▶ _Text under study_:

——————————

Breastfeeding In The NICU
Discuss your breastfeeding intentions with the staff to be sure they know and understand your expectations, and can help you receive the information and assistance you need. If you plan on breastfeeding, you will need to speak to a staff member about utilizing a breast pump within the first 24 hours after birth. Most hospitals will lend you a pump, if you do not already have one. They can also assist you with the purchase of a breast pump if covered by insurance. A lactation consultant will go over with you how often to pump and where you can pump in privacy in the NICU.
While you are pumping for your baby, the NICU should be able to supply storage bottles for your breast milk. Always clearly label your bottles with your child’s name, date, and time. Find out where in the NICU the milk is stored and make sure they are being rotated properly to use the oldest milk first.
Try to keep to your pumping schedule in and outside the NICU. By pumping on schedule you can assure your milk supply stays strong and it will prepare you for the schedule of feedings when your child is discharged.

——————————

▶ _Data for analysis_:
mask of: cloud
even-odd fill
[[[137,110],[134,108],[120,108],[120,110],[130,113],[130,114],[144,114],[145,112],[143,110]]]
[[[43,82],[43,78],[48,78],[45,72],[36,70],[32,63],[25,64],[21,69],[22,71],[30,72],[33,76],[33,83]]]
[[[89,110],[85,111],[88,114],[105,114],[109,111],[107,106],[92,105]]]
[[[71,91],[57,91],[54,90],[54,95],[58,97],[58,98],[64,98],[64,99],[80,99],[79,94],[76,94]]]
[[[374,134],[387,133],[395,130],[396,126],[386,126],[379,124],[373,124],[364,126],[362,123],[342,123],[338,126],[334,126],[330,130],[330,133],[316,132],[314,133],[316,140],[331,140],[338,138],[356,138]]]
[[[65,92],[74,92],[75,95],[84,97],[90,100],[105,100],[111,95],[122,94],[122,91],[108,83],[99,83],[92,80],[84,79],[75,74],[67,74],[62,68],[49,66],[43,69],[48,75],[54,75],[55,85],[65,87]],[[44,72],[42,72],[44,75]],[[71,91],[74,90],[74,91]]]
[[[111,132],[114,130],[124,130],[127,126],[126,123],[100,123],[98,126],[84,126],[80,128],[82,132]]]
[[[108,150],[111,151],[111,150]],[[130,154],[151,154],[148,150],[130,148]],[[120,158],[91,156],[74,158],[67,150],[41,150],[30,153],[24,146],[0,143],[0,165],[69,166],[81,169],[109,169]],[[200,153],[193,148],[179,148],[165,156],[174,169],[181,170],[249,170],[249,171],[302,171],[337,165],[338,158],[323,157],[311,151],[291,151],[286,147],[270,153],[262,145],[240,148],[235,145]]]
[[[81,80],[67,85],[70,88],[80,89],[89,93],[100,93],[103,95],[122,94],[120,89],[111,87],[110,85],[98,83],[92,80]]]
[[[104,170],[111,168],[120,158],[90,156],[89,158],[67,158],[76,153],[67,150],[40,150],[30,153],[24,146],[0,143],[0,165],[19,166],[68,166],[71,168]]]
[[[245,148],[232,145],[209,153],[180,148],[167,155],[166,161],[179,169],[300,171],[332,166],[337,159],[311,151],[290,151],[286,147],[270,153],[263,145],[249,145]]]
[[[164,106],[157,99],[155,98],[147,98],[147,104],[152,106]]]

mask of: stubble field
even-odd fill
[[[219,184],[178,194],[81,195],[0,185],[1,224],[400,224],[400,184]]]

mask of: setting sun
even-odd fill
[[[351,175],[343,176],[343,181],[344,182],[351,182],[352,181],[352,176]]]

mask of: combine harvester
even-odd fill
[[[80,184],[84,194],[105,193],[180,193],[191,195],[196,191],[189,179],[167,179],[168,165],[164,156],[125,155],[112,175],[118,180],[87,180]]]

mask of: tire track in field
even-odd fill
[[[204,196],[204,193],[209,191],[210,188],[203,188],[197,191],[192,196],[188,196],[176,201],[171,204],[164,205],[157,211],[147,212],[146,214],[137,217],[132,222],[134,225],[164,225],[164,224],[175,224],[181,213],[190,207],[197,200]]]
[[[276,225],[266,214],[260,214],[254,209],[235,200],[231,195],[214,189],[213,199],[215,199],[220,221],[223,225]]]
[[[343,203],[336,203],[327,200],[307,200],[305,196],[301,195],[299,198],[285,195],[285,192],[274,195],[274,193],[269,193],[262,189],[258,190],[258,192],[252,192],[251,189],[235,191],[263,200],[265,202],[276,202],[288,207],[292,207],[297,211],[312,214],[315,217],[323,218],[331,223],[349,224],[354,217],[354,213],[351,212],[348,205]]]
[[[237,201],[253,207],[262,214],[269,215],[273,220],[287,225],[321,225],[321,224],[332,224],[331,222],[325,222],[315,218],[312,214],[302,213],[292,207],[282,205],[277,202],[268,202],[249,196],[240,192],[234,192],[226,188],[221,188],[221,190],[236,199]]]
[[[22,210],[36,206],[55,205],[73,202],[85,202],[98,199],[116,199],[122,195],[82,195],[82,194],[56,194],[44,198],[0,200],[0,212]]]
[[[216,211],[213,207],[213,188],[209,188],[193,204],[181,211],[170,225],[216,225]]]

——————————

▶ _Your assignment_: List every detail that the text on breastfeeding in the NICU says to write on each breast milk storage bottle.

▶ _Task response_:
- Child's name
- Date
- Time